## EXERCISE MATERIAL
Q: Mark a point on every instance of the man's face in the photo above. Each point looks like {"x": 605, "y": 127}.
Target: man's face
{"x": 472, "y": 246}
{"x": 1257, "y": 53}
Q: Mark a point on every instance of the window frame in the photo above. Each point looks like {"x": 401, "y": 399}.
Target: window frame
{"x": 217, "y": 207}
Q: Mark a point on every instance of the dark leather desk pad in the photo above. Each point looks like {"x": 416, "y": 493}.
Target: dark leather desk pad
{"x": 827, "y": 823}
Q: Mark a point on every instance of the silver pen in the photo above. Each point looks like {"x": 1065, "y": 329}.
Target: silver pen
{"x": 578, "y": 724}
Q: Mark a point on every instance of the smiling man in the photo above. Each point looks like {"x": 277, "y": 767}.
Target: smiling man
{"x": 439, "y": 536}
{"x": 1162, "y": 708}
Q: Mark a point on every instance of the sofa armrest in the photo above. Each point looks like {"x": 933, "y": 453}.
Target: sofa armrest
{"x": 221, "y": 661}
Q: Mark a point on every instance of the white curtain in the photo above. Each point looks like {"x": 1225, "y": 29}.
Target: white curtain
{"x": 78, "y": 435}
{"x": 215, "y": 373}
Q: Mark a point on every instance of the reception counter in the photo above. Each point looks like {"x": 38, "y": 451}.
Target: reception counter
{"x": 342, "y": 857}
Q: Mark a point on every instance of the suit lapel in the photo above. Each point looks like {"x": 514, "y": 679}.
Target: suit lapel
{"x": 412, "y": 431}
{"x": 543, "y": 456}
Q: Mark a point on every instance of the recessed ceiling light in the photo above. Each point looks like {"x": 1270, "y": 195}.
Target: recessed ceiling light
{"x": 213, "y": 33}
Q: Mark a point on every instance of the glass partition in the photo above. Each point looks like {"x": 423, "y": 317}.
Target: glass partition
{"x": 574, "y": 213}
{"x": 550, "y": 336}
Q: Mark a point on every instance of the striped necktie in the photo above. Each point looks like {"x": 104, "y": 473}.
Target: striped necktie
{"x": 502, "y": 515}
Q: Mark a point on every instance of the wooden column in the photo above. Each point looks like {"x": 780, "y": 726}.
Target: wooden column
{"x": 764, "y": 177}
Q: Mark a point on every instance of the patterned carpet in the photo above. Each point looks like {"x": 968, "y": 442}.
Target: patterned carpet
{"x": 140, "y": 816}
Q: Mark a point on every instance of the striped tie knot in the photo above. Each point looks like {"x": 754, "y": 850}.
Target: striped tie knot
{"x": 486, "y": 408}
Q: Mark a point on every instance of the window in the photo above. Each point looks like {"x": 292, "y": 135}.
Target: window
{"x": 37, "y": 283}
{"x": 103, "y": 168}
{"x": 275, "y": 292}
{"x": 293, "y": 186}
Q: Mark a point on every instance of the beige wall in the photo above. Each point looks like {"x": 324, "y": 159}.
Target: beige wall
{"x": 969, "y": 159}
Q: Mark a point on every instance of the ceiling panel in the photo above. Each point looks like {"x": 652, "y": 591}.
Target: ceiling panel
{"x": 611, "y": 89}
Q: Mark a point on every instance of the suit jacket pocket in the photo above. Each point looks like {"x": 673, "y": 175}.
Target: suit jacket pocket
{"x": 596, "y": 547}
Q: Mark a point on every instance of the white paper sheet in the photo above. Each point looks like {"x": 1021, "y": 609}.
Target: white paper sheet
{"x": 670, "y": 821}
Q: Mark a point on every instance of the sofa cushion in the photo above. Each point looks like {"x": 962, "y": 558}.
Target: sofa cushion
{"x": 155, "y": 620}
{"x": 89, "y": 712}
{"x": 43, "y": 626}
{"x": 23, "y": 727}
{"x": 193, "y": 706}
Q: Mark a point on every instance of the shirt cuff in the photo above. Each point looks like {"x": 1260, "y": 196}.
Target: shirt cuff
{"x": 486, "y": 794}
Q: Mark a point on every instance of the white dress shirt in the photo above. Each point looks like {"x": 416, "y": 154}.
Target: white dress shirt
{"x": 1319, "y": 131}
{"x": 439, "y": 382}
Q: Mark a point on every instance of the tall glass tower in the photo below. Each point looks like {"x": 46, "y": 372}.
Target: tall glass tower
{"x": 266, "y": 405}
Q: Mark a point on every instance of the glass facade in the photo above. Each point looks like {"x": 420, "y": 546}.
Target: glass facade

## ASSIGNMENT
Return the full material exactly.

## WRITTEN SOLUTION
Q: Mark a point on every instance of the man's face in the photo above. Each point looks like {"x": 605, "y": 127}.
Target: man's face
{"x": 472, "y": 246}
{"x": 1257, "y": 53}
Q: Mark a point on every instance of the window frame in the photo above. Each point looks like {"x": 401, "y": 399}.
Target: window frame
{"x": 217, "y": 207}
Q: Mark a point on every instance of the dark leather desk pad in the photo above. Each point looks like {"x": 416, "y": 493}.
Target: dark leather desk pad
{"x": 827, "y": 823}
Q: Mark a point on every instance of the silver pen in the photo above. Each point looks like {"x": 1065, "y": 329}.
Target: silver pen
{"x": 578, "y": 724}
Q: Mark a point on every instance of the smiling man in the photo above. Each point looks like {"x": 277, "y": 767}.
Target: smiling man
{"x": 439, "y": 536}
{"x": 1162, "y": 708}
Q: Mark a point on every instance of the sofa armrest in the photo above. Each point looks like {"x": 933, "y": 453}.
Target: sofa armrest
{"x": 221, "y": 661}
Q: Mark a point on every instance of the white curtain in the photo above. Each point looks like {"x": 1225, "y": 29}.
Target: white curtain
{"x": 78, "y": 435}
{"x": 215, "y": 373}
Q: Mark a point on every instance of the reception counter in the photo above. Each point looks like {"x": 38, "y": 451}.
Target: reception counter
{"x": 342, "y": 857}
Q: Mark a point on every instance of the suit lapel in the photo above. Each point looks like {"x": 514, "y": 679}.
Target: suit lapel
{"x": 412, "y": 431}
{"x": 543, "y": 456}
Q: Mark a point on every instance of the recessed ceiling light in the photo above. Each point looks like {"x": 1270, "y": 195}.
Target: recessed ceiling light
{"x": 213, "y": 33}
Q: Mark a point on every instance of the glass partition in the photo above. Each point looks like {"x": 423, "y": 317}.
Target: glass partition
{"x": 574, "y": 213}
{"x": 550, "y": 336}
Q: Mark a point on every instance of the striped necktie in the photo above. Each point looks like {"x": 104, "y": 473}.
Target: striped necktie
{"x": 502, "y": 515}
Q: Mark a point on every instance of the wooden column in the photo above. Each point looks like {"x": 780, "y": 726}.
Target: wooden column
{"x": 764, "y": 177}
Q: Mark a point on every instance of the patterned carpet in the photo above. Each point looks like {"x": 968, "y": 442}.
Target: patterned carpet
{"x": 140, "y": 816}
Q: Mark a point on every instance of the striped tie knot in the photo above. Each point looks like {"x": 754, "y": 850}.
Target: striped tie knot
{"x": 486, "y": 408}
Q: Mark a point on every instance of the window in the photo above. Each point looks like {"x": 292, "y": 135}.
Target: window
{"x": 37, "y": 283}
{"x": 103, "y": 168}
{"x": 275, "y": 292}
{"x": 293, "y": 186}
Q: Mark a point on every instance of the beige wall in the photo above. Each point looks like {"x": 324, "y": 159}.
Target: beige wall
{"x": 969, "y": 159}
Q: Mark a point on every instance of the ceiling panel in the photo above. Each point looks like {"x": 652, "y": 591}.
Target: ceiling panel
{"x": 611, "y": 89}
Q: Mark a point on every instance of the suit jacket pocket in the photo above. Each point looks like {"x": 673, "y": 175}.
Target: suit jacket pocket
{"x": 596, "y": 547}
Q: Mark a point on every instance of the white paper sheet in the photo above. Each point looks like {"x": 1021, "y": 609}.
Target: white paper sheet
{"x": 670, "y": 821}
Q: Mark a point on every instance of the sofa cushion in the photo above. Each point looks like {"x": 962, "y": 558}.
Target: sofa cushion
{"x": 155, "y": 620}
{"x": 89, "y": 712}
{"x": 43, "y": 626}
{"x": 23, "y": 727}
{"x": 193, "y": 706}
Q: Mark a point on every instance of the shirt cuff in the photo above. Each point looks like {"x": 1260, "y": 196}.
Target: shirt cuff
{"x": 486, "y": 794}
Q: Mark a point on every instance of the white dress shirt in the photo above. Each point looks like {"x": 416, "y": 154}.
Target: white dress shirt
{"x": 1319, "y": 131}
{"x": 439, "y": 382}
Q: Mark a point on every instance of the tall glass tower in the photo below. Each point looks like {"x": 46, "y": 372}.
Target: tall glass tower
{"x": 266, "y": 405}
Q: Mark a point on every instance of the glass facade in the photo above. Each point looks like {"x": 420, "y": 546}.
Target: glass facade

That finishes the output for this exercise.